#### Task requirements:
(a) In the passage about Klopfer's family, rewrite the paragraph beginning "What happened in Hungary is that" more briefly, keeping its main facts.
(b) According to the passage about Klopfer's family, on what date did Klopfer's mother board a train to Auschwitz?
(c) Write the next part of the passage about Klopfer's family, picking up after its final sentence.

After his father passed away right before Klopfer went off to college, Klopfer’s mother told him that his father had been married before the war and that his father’s first wife and two young daughters were murdered in Auschwitz.
“My mother talked about it a little bit more when I was young,” Klopfer said. “She’d tell me stories about playing with relatives and friends in Hungary growing up. Then when I’d ask, well, where is that aunt or cousin and why don’t I know them, she would get a sad look on her face.”
“What happened in Hungary is that the able-bodied young men were first taken away to slave labor battalions,” Klopfer said. “My mother’s brothers were taken away, except for her youngest brother who was too young. They started at age 18.”
Auschwitz concentration camp
Klopfer’s mother was working in a relative’s store out in the countryside until March of 1944 when Nazi Germany took over the Hungarian government led by the Arrow Cross Party, a far-right Hungarian ultranationalist party.
Within six weeks of the Nazi takeover, the Hungarian government started sending all Jews to Auschwitz.
July 7, 1944, Klopfer’s mother boarded a train and was sent to Auschwitz.
She was there for a little over a month doing hard labor and living in barracks.

#### Given data:
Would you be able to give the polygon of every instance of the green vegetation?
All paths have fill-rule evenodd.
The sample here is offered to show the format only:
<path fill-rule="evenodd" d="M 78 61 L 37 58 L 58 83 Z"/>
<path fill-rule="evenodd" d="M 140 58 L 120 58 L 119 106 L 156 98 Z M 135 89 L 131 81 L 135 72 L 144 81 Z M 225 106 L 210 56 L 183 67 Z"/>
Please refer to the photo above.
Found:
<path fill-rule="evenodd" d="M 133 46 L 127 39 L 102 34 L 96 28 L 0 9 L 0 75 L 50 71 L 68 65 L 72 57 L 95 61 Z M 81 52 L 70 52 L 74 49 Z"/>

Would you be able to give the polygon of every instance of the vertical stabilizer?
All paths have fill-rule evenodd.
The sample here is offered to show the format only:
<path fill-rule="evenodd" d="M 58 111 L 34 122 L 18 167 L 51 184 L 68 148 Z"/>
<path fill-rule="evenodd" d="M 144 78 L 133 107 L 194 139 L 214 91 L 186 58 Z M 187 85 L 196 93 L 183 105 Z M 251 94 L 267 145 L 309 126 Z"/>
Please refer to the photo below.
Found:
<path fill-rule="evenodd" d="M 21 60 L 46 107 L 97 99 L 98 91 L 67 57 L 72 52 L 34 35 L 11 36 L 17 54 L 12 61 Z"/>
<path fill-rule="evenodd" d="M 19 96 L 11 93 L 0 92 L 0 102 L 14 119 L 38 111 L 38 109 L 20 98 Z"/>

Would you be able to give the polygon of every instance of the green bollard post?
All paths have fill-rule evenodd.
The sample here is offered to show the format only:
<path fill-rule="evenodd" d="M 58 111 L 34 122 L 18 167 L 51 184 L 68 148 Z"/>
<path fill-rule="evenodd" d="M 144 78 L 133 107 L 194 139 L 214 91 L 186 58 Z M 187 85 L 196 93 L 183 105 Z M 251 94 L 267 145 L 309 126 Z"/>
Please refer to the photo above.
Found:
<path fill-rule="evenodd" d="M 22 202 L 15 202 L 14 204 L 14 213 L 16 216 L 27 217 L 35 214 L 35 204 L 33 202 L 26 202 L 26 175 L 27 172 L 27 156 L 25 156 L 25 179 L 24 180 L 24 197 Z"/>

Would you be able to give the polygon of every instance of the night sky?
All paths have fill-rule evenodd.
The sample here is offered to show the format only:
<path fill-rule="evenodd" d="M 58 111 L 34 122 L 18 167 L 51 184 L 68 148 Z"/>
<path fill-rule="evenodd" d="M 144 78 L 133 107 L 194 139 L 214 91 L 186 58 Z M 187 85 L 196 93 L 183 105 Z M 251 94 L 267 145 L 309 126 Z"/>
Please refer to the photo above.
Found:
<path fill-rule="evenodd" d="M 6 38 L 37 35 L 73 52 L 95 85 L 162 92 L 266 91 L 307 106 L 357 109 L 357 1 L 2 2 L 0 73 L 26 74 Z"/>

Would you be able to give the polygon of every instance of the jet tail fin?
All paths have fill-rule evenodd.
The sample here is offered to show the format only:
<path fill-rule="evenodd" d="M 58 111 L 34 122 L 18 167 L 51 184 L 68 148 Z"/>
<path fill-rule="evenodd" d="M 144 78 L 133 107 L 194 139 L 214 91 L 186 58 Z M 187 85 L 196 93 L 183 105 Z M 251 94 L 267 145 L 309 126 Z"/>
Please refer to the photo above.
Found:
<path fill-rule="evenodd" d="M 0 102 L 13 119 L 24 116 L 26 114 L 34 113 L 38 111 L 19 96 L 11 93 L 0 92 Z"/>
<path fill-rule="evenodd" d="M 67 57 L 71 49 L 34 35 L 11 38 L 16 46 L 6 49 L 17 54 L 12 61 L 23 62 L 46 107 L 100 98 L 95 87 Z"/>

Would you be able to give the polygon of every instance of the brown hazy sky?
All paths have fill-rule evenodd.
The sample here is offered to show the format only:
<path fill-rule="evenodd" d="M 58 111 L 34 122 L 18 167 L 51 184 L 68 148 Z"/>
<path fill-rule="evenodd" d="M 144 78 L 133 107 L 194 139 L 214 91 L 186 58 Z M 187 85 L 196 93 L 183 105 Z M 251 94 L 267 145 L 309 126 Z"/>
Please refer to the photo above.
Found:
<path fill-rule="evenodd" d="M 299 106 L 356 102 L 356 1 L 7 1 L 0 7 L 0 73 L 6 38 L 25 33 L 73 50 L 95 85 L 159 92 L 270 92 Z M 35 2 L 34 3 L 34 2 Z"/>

#### Exercise results:
(a) Klopfer said that in Hungary, able-bodied young men were taken first, starting at age 18, to slave labor battalions. His mother's brothers were taken, except for her youngest brother, who was too young.

(b) July 7, 1944.

(c)
“They took all of her clothes except for her shoes. She got to keep her shoes, which was a big benefit for staying alive,” Klopfer said. “She was then selected to work at a factory camp in August that was in a city on the border between Poland and Germany.”
Surviving the Holocaust
According to Klopfer, his mother worked 12-hour shifts making aircraft radios for the Luftwaffee. By February 1945, The Soviet troops were on their way, and the war was near ending.
The Germans evacuated the camp.
In the middle of winter, his mother was on a forced march, partially by foot and partially on trains, before ending up at Bergen Belson, a concentration camp outside of Hanover, Germany in March of 1945.
Four weeks later, that camp was liberated by British and Canadian troops.
In the Yom HaShoah ceremony, Rabbi Benjamin Sendrow said they light six memorial candles. Like many other religions, Judaism uses candles in their death and mourning rituals.
He does not have words for the emotions felt except deep sadness, horror and anger.
“My grandfather’s family did not come to America when he did in the early 1900s. They were wiped out. Two thirds of the Jews in Europe were slaughtered. That’s six out of nine million,” Sendrow said.
This observance commemorates the day that the Warsaw Ghetto Uprising began in Poland during the Holocaust. A group of Jews were crowded into a small area in Warsaw, with more and more people being added and less and less space being provided.
‘It gave us Auschwitz’
“People were killed by disease and unsanitary conditions as well as by the Nazis,” Sendrow said. “They were unarmed. To be caught outside the ghetto meant to be shot, and they had to travel an average of seven miles away from the ghetto and then back again to acquire from the underground a single firearm.”
The group of people managed to put together enough weapons to fight back against the Nazi army, which took the army three weeks to defeat.
Even with everything going on in the world now, Sendrow said having the focus on remembering those lost and those who lived is a reminder to not repeat history.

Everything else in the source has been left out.